In the records below, locate the line containing "If you could point out the orange beak", then output that line and all later lines exactly, through the last one.
** START **
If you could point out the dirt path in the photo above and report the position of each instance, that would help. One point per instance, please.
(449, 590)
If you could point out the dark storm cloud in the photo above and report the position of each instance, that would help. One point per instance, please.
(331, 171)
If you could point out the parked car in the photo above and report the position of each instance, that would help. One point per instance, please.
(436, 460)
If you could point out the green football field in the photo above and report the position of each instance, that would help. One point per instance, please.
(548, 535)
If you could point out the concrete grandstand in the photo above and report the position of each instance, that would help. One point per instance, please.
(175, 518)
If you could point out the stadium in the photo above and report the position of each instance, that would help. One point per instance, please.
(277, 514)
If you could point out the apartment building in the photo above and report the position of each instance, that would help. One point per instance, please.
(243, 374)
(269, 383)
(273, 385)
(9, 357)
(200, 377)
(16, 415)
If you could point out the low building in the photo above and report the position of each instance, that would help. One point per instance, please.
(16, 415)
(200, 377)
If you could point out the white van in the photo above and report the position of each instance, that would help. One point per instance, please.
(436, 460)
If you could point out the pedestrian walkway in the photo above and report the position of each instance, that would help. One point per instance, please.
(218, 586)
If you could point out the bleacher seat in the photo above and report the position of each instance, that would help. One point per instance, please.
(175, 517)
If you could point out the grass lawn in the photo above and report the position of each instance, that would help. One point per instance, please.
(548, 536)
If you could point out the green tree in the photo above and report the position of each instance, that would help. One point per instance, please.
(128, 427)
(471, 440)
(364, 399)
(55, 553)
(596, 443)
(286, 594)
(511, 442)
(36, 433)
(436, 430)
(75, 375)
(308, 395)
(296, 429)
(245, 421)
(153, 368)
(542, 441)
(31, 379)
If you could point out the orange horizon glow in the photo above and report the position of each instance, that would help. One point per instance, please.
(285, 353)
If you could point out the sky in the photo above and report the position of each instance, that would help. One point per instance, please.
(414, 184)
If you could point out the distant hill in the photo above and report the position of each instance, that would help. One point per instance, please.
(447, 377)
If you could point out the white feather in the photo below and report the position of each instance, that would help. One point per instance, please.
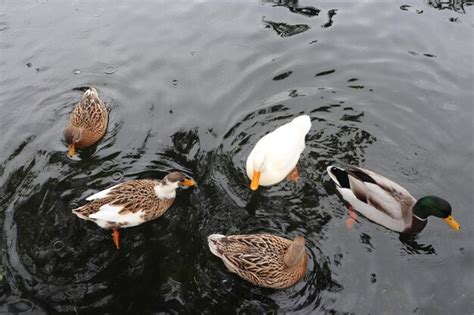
(282, 149)
(101, 194)
(370, 212)
(108, 213)
(211, 240)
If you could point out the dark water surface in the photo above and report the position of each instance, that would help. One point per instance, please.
(192, 87)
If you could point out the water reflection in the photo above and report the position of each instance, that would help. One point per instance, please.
(411, 245)
(331, 14)
(453, 5)
(284, 29)
(293, 6)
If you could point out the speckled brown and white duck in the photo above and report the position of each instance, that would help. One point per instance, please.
(132, 203)
(87, 122)
(263, 259)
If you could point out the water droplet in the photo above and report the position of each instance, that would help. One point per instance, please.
(117, 176)
(373, 278)
(98, 12)
(3, 26)
(110, 69)
(83, 34)
(58, 245)
(107, 165)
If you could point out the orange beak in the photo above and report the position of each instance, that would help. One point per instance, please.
(188, 183)
(255, 180)
(72, 150)
(453, 223)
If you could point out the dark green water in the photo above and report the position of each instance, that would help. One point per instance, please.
(192, 87)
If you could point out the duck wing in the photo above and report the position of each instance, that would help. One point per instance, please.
(129, 204)
(380, 192)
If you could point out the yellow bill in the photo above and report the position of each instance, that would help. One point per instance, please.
(188, 182)
(72, 150)
(453, 223)
(255, 180)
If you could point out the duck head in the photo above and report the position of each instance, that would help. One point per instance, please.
(168, 185)
(435, 206)
(258, 167)
(72, 135)
(90, 92)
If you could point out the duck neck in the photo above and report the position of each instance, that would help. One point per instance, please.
(165, 191)
(295, 253)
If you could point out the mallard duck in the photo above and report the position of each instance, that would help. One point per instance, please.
(275, 155)
(263, 259)
(87, 123)
(387, 203)
(132, 203)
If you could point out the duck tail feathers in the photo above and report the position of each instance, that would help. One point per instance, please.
(212, 242)
(339, 176)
** END **
## Complete answer
If you could point out the orange beak in the photo above and report the position of each instance, that would help. One point per instance, please.
(188, 183)
(255, 180)
(72, 150)
(453, 223)
If you could point out the dark green water in the photo above and report the position of each instance, that would help. One point per instance, please.
(192, 87)
If you could point out the duck wing in the photo above and report the position of each instance, that would help. One point per instance, please.
(129, 204)
(380, 192)
If you could point out the yellow bill in the photo above and report the position of each instance, that would help. One point per instance, please.
(188, 182)
(72, 150)
(453, 223)
(255, 180)
If you could point out the duck head in the photo above and report the position of each instance, that would help. One point per instance, please.
(168, 185)
(435, 206)
(258, 167)
(72, 135)
(90, 92)
If you could point out the duck neck in the photo above and report the position of each instance, that would help. One point per instance, please.
(165, 191)
(295, 253)
If you could point out the mallard duck in the photo above and report the position of each instance, that would help. One point per instance, please.
(275, 155)
(263, 259)
(87, 123)
(387, 203)
(132, 203)
If you could point out the duck tail feathers in the photo above and report the position of each instance, that would help. One point per instance, please.
(212, 242)
(339, 176)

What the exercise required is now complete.